** EXERCISE DESCRIPTION **
Exact transcription, pictures omitted: begin at the top line of the records below and end with the line bearing "Target: woman with afro hair".

Natural-language object grounding data:
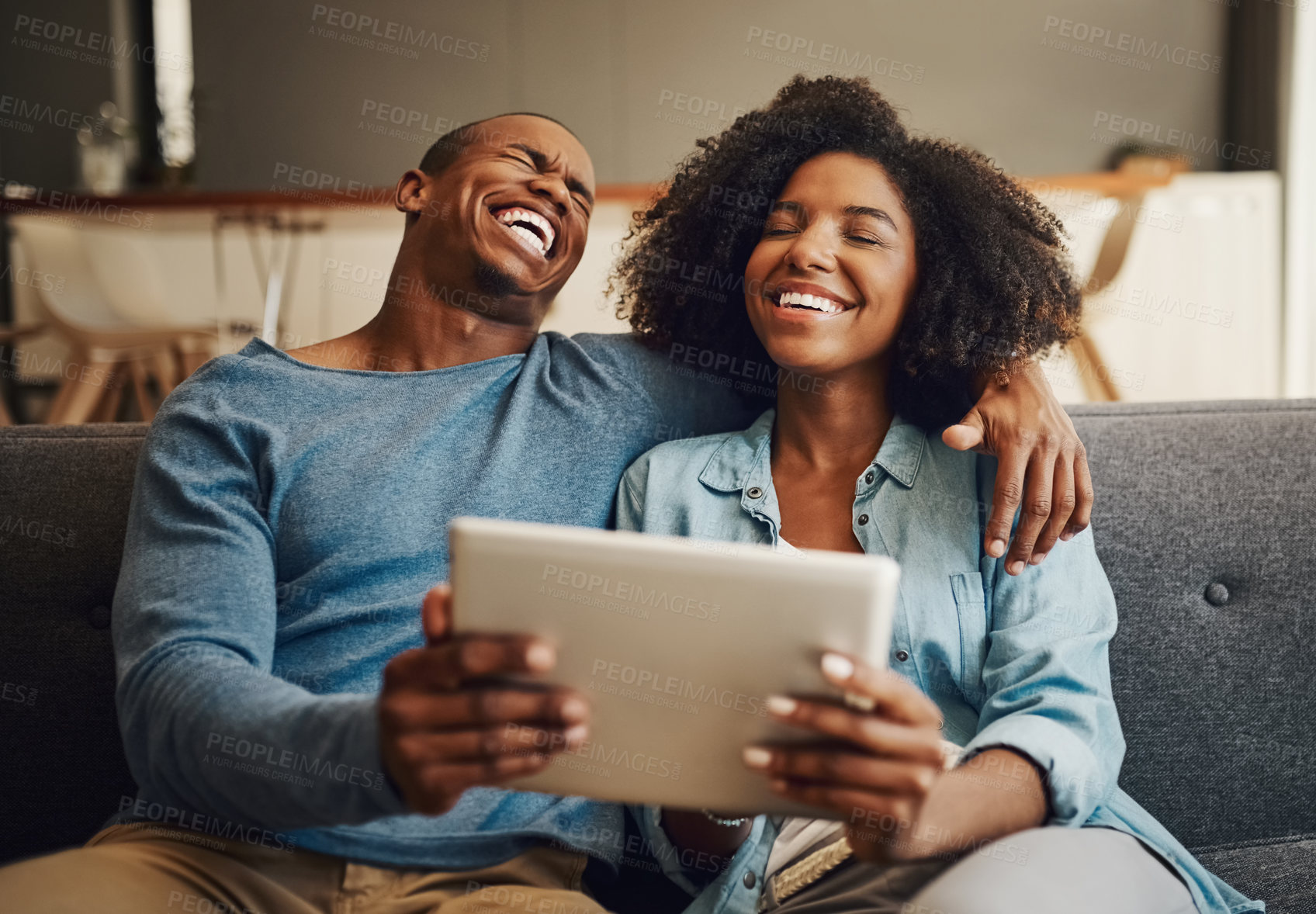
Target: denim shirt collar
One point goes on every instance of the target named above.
(744, 462)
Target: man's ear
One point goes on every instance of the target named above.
(410, 194)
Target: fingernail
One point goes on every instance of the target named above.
(540, 656)
(837, 666)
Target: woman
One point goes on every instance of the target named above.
(881, 272)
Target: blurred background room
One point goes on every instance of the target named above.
(181, 176)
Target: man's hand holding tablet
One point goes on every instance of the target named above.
(446, 726)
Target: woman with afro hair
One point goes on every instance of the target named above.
(866, 276)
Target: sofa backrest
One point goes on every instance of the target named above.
(1206, 522)
(64, 507)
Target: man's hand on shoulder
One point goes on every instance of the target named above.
(448, 724)
(1040, 463)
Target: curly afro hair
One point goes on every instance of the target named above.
(994, 279)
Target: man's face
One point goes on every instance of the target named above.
(516, 204)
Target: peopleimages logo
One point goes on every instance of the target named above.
(628, 592)
(1151, 132)
(1104, 43)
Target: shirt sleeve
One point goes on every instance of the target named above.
(206, 725)
(1047, 677)
(694, 392)
(631, 496)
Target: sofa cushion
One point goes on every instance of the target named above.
(1206, 524)
(1283, 872)
(64, 507)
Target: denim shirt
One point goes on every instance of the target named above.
(1011, 662)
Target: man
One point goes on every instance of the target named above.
(299, 741)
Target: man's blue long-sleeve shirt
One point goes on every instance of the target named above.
(286, 522)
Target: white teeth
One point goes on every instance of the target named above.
(812, 301)
(510, 216)
(529, 236)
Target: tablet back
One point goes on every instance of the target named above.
(677, 643)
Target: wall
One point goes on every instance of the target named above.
(43, 88)
(287, 86)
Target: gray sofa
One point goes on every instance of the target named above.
(1206, 522)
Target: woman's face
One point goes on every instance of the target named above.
(828, 283)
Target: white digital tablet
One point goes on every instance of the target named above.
(677, 642)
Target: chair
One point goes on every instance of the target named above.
(108, 350)
(9, 337)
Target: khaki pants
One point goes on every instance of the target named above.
(144, 868)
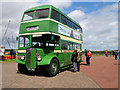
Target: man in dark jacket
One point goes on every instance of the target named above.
(116, 53)
(11, 53)
(86, 52)
(74, 59)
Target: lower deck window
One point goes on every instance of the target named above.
(69, 45)
(24, 41)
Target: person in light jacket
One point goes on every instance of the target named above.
(74, 59)
(78, 61)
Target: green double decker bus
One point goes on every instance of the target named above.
(47, 38)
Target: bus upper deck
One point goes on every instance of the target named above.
(47, 19)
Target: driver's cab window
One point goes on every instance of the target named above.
(45, 40)
(24, 41)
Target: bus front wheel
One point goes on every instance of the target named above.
(22, 68)
(53, 68)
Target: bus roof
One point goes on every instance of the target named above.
(50, 6)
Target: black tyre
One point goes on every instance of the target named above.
(52, 69)
(22, 68)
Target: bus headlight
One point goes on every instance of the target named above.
(22, 57)
(39, 58)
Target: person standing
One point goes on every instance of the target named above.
(88, 57)
(106, 53)
(78, 61)
(116, 53)
(14, 54)
(11, 53)
(74, 59)
(86, 52)
(113, 53)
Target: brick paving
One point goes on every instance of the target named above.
(65, 79)
(103, 70)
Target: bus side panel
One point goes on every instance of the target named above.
(53, 26)
(46, 60)
(43, 26)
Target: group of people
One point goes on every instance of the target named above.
(12, 53)
(115, 53)
(88, 56)
(76, 58)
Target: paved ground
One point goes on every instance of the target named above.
(103, 70)
(65, 79)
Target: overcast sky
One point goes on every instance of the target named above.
(99, 20)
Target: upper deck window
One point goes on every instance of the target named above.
(42, 13)
(55, 15)
(28, 15)
(63, 20)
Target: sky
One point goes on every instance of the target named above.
(98, 19)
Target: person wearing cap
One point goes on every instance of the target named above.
(74, 59)
(88, 57)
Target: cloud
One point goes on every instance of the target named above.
(98, 26)
(76, 15)
(61, 3)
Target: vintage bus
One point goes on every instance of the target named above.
(47, 38)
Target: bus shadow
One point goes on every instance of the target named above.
(35, 73)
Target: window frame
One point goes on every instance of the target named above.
(28, 19)
(39, 10)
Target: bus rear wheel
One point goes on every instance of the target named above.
(22, 68)
(53, 68)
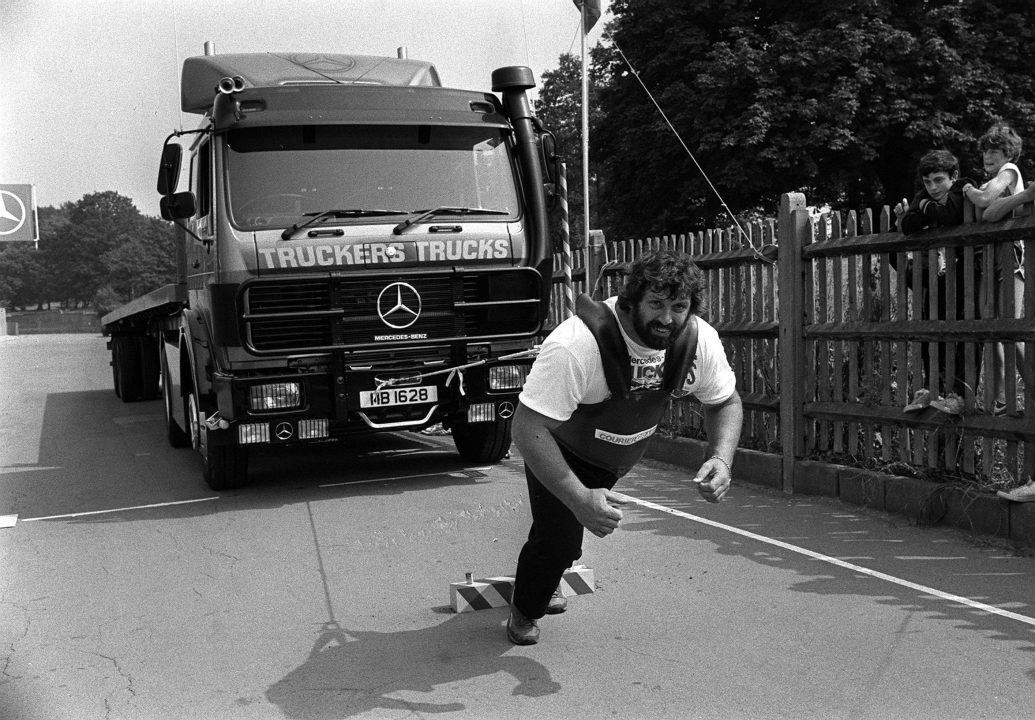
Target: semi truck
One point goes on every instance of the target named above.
(359, 250)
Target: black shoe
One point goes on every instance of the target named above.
(522, 630)
(558, 603)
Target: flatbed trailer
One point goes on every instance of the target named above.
(360, 250)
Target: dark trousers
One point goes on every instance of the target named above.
(554, 541)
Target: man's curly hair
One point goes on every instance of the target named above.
(666, 272)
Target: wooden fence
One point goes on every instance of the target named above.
(829, 342)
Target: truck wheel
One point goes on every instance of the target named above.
(178, 438)
(481, 442)
(126, 367)
(149, 368)
(224, 467)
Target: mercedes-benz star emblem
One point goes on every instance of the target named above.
(11, 213)
(398, 305)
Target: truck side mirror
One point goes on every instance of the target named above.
(177, 206)
(169, 169)
(551, 162)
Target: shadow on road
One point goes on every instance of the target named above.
(349, 672)
(822, 578)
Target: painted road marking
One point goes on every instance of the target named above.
(102, 512)
(833, 561)
(471, 473)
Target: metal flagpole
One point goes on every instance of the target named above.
(585, 127)
(562, 186)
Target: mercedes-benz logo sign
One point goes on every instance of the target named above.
(11, 212)
(398, 305)
(284, 430)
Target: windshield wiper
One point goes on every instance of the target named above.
(314, 217)
(420, 215)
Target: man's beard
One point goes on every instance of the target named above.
(647, 333)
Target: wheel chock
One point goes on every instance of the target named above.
(495, 592)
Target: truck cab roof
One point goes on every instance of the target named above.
(202, 73)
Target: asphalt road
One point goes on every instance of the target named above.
(129, 590)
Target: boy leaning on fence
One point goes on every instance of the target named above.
(939, 204)
(1000, 148)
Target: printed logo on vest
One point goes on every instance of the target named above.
(615, 439)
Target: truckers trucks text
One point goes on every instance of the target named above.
(360, 250)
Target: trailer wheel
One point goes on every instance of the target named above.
(224, 467)
(126, 367)
(481, 442)
(178, 438)
(149, 368)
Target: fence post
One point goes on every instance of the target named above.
(793, 229)
(595, 259)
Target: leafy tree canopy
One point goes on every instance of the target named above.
(99, 245)
(834, 99)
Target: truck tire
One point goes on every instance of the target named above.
(126, 367)
(224, 467)
(149, 368)
(177, 437)
(481, 442)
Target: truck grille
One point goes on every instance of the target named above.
(343, 312)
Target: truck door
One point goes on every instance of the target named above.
(201, 256)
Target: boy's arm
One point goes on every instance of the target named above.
(1000, 208)
(993, 190)
(914, 219)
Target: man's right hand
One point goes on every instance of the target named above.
(597, 511)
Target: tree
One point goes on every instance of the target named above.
(559, 107)
(837, 100)
(98, 249)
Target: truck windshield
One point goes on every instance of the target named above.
(275, 175)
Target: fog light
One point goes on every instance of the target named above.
(482, 412)
(253, 432)
(507, 377)
(274, 396)
(307, 429)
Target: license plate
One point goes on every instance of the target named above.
(396, 396)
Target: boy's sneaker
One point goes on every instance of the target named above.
(558, 603)
(522, 630)
(1025, 493)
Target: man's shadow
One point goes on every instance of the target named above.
(350, 671)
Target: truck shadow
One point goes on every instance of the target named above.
(96, 453)
(349, 672)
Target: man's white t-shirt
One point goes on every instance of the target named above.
(568, 370)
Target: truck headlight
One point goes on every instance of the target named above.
(507, 377)
(274, 396)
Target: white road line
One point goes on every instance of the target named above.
(456, 474)
(839, 563)
(102, 512)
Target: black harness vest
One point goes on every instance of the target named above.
(613, 435)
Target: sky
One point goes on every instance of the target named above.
(89, 89)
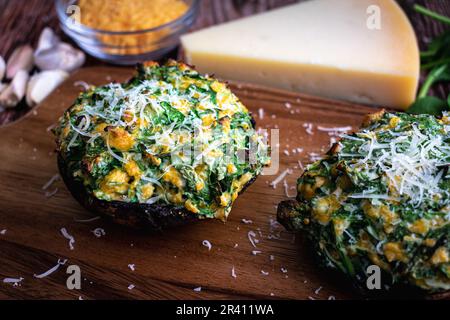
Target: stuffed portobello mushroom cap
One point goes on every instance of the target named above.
(381, 196)
(168, 147)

** ANSWER TO THIS PROBLEM **
Target: denim shirt collar
One point goes on every instance of the target named above.
(744, 462)
Target: man's ear
One point goes on every instance of the target named above.
(410, 194)
Target: fingernail
One point goes on every instance of the target named above.
(540, 656)
(837, 666)
Target: woman
One point goes on every instance of the target named above.
(881, 272)
Target: blurred background room
One point goes on every instance of the target named above.
(181, 176)
Target: man's hand holding tablet
One point goes on every instance of the target named above.
(446, 726)
Target: woman with afro hair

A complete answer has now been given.